---------- Exercise inputs
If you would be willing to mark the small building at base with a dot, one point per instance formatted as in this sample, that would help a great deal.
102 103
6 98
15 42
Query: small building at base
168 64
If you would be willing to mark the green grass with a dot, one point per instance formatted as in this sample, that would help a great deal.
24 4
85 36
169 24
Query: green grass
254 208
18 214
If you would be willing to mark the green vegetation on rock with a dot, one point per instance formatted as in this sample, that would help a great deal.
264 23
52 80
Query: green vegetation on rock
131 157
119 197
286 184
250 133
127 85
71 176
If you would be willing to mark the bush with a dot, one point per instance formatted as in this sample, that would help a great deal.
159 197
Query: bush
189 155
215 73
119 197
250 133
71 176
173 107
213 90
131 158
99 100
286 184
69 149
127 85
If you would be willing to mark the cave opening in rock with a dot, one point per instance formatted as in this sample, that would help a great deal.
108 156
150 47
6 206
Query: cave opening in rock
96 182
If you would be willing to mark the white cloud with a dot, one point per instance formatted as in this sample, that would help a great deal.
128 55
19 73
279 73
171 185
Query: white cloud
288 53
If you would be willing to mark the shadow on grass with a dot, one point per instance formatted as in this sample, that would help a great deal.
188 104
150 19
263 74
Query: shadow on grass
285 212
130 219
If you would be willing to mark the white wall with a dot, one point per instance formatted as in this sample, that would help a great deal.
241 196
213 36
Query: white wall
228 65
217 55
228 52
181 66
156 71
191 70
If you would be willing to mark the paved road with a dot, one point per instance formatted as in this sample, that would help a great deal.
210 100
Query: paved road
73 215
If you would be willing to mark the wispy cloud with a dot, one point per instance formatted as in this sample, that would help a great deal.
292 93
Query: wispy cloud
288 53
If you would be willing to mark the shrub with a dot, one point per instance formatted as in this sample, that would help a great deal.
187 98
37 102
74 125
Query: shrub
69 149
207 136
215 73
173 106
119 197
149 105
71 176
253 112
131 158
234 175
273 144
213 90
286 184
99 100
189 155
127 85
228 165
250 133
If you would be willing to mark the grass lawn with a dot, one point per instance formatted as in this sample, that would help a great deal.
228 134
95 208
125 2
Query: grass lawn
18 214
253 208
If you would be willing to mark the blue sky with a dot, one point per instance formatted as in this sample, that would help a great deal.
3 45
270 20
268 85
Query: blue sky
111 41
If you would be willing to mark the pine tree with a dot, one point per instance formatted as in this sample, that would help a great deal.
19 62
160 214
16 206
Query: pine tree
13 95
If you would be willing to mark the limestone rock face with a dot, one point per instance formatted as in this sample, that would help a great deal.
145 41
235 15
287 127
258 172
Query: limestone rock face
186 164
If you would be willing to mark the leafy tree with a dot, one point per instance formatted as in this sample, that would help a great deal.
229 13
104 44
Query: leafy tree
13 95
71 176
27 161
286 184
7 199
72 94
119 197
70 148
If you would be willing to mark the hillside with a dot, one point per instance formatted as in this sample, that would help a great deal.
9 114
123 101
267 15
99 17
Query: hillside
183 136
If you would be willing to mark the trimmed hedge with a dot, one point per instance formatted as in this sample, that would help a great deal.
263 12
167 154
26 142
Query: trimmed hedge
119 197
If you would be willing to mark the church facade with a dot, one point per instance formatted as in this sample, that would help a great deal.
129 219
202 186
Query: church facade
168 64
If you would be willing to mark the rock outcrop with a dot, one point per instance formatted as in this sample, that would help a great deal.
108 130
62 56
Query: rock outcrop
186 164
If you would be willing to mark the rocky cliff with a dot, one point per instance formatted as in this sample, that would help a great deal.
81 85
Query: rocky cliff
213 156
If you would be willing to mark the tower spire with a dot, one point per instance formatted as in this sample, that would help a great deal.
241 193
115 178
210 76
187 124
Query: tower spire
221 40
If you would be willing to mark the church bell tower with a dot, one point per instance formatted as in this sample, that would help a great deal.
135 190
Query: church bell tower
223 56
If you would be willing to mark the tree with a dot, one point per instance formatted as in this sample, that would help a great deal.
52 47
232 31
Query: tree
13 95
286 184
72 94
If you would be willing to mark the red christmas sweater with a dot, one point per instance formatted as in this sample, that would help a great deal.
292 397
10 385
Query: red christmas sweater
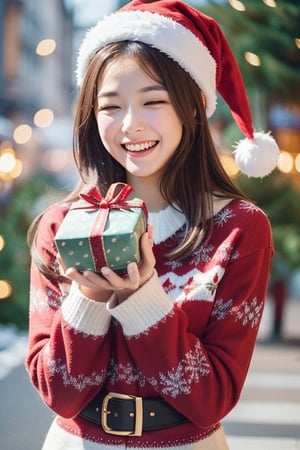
187 335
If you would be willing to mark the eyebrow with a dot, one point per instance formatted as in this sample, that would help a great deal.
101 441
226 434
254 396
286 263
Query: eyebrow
154 87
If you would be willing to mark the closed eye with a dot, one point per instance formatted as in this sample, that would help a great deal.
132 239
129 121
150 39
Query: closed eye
108 107
155 102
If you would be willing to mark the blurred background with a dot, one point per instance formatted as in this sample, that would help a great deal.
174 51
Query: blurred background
39 42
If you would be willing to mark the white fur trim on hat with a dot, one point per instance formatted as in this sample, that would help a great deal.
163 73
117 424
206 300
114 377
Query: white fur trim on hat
257 157
161 32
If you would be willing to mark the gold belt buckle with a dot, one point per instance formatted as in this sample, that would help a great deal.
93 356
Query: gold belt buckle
138 428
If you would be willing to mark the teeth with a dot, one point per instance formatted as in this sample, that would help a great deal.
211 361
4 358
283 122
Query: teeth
139 147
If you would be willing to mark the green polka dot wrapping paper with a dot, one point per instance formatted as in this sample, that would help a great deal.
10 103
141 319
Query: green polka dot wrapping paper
102 231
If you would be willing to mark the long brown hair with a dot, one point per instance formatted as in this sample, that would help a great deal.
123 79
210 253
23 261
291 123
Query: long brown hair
192 176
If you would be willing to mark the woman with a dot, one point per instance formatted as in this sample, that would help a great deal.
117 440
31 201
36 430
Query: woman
158 358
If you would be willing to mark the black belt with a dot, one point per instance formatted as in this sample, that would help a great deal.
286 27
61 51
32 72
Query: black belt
126 415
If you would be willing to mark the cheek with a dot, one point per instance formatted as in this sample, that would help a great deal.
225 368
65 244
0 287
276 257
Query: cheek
105 128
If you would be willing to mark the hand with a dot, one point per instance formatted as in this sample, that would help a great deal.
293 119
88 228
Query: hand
100 288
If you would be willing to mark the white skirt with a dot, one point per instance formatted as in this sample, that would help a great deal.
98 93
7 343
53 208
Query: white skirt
59 439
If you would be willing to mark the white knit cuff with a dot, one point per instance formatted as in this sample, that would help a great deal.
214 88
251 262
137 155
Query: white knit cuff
85 315
143 309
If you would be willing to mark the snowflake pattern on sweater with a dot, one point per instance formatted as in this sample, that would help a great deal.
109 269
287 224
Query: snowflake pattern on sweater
186 335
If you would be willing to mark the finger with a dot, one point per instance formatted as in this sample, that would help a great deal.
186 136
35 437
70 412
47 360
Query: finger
117 282
86 278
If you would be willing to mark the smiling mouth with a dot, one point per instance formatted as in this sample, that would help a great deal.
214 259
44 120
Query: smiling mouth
139 147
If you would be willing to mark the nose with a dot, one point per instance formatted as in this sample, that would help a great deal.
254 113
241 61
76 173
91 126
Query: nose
132 121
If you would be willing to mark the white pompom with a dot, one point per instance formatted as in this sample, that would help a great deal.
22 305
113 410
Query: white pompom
257 157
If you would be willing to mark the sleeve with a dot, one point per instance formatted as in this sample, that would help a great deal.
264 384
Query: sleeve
69 338
201 373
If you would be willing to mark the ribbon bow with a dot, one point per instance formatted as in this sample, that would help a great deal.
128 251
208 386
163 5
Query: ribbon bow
115 198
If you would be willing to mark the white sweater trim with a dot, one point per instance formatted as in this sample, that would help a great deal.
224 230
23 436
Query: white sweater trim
85 315
143 309
165 223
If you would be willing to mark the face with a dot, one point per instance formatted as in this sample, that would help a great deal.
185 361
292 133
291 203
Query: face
137 123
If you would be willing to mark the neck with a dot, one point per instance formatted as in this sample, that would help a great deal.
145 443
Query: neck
148 191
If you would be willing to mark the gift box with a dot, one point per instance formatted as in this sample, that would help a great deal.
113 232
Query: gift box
99 231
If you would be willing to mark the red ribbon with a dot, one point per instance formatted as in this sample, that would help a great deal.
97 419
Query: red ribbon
116 198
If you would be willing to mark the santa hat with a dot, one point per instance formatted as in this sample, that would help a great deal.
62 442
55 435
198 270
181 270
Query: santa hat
197 43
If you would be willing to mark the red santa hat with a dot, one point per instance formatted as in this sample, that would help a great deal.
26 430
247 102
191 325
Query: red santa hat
197 43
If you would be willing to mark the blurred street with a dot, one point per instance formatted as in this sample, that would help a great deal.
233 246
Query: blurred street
266 418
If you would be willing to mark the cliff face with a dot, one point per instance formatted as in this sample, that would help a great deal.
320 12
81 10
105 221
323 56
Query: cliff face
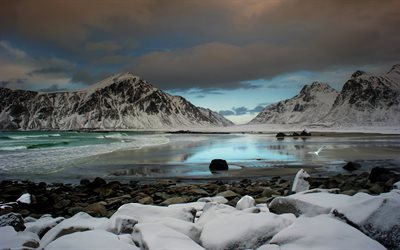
122 101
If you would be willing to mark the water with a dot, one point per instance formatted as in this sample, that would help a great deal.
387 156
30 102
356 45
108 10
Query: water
70 156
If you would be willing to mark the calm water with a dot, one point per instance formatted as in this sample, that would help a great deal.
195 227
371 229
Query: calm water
70 156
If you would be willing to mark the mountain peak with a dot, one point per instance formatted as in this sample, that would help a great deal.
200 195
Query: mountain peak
358 73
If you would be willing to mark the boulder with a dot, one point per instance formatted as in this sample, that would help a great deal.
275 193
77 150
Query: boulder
10 239
12 219
94 239
159 236
379 174
376 216
218 165
245 202
321 232
351 166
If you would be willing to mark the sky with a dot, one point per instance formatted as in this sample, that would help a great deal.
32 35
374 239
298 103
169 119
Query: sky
232 56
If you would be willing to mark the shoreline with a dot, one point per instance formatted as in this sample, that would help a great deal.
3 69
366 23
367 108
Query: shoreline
101 198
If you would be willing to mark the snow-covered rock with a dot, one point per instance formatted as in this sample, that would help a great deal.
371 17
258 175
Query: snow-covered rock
122 101
299 182
77 223
376 216
89 240
129 215
42 225
245 202
242 230
308 203
321 232
158 236
25 198
10 239
310 105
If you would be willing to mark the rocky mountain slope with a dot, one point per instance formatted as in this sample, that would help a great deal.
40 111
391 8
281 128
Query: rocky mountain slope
122 101
365 100
368 100
310 105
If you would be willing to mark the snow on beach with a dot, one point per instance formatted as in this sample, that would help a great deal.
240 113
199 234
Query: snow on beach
311 219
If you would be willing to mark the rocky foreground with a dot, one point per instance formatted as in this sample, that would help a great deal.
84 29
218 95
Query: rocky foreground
338 212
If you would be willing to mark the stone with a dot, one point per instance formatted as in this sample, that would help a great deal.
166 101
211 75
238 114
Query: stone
228 194
146 200
268 192
351 166
175 200
218 165
379 174
12 219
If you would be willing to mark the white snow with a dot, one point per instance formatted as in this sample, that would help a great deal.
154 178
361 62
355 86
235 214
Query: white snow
321 232
245 202
299 183
25 198
157 236
90 240
79 222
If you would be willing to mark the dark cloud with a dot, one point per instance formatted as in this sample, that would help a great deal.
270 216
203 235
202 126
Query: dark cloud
210 44
52 88
49 70
226 112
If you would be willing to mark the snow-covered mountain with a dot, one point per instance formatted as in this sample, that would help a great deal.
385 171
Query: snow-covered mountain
216 117
122 101
368 100
310 105
365 100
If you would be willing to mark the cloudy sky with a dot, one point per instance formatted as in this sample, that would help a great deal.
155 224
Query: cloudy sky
233 56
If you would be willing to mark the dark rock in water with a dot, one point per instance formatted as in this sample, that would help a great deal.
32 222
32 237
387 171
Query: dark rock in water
351 166
280 135
98 182
379 174
218 165
14 220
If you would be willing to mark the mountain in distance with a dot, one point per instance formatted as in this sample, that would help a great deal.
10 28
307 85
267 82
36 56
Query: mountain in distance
365 100
368 100
122 101
310 105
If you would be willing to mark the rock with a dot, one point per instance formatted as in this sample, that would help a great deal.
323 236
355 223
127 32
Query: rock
175 200
146 200
218 165
239 229
308 203
321 232
379 174
245 202
280 135
351 166
12 219
376 216
94 239
159 236
216 199
5 209
305 133
299 182
10 239
268 192
42 225
97 209
229 194
78 223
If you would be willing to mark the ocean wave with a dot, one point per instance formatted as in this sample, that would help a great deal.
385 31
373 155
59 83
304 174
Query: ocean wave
47 145
12 148
24 137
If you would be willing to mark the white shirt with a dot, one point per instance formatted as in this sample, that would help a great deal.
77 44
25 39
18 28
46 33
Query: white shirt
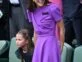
14 1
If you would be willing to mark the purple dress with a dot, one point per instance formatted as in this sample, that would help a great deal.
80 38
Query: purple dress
44 20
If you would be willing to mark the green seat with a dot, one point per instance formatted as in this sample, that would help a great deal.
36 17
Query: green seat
67 53
13 48
78 54
4 60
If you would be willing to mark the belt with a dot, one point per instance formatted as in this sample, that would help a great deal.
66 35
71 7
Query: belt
15 5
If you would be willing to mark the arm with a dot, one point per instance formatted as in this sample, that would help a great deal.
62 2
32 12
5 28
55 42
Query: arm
35 38
60 26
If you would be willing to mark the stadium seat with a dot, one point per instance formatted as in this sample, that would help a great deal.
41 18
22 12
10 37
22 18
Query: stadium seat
13 48
67 53
78 54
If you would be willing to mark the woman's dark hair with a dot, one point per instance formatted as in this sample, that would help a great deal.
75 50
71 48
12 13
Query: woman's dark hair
25 33
32 5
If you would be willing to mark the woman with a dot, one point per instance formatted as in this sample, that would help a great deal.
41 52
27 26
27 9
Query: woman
25 49
44 16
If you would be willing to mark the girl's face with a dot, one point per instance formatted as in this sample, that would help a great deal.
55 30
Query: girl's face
39 2
20 41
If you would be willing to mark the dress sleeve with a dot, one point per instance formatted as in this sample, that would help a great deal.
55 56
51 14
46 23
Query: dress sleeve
29 16
55 12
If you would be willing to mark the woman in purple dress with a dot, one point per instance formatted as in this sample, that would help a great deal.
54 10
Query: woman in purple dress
45 16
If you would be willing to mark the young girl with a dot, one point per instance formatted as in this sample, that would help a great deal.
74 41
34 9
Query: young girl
25 49
45 16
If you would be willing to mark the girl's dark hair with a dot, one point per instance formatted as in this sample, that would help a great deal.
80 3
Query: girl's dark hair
25 33
32 5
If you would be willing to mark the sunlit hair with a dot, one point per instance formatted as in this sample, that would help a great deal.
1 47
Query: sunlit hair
25 33
32 6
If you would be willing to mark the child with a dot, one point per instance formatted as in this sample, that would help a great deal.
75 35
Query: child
45 16
25 49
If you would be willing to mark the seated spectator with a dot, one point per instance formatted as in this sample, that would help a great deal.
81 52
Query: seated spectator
25 49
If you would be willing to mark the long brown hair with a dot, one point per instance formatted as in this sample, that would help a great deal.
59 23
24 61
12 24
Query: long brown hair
32 6
25 33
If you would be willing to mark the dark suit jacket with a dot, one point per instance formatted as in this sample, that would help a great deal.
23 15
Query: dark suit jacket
70 7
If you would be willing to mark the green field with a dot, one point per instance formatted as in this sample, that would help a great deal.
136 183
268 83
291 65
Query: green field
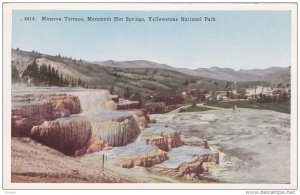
284 107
--------------------
» **Exercise directions**: Copy, please, every line from the start of the entries down to the line that holds "If you would be willing to mark the bush", with both of those lines included and no others.

» **Answer for this exercise**:
If you would be willing to mark the small building at base with a dot, one point per instance formatted as in this sample, that would help a great deal.
102 103
6 98
15 42
Query: small building at base
168 64
If you would be willing to mark the green grass with a dot, one point per instance formatted as in this sample, that would help a great deal.
24 4
85 36
169 24
Query: green grass
254 208
18 214
If you would be willing to mark the green vegetation on rock with a dot, one point per instance formatted as in this sample, that would help a great deal.
264 23
52 80
Query: green vegetation on rock
131 157
119 197
286 184
250 133
127 85
71 176
If you would be willing to mark the bush with a dot, one point per instance formatted as in this sample, that would help a great deal.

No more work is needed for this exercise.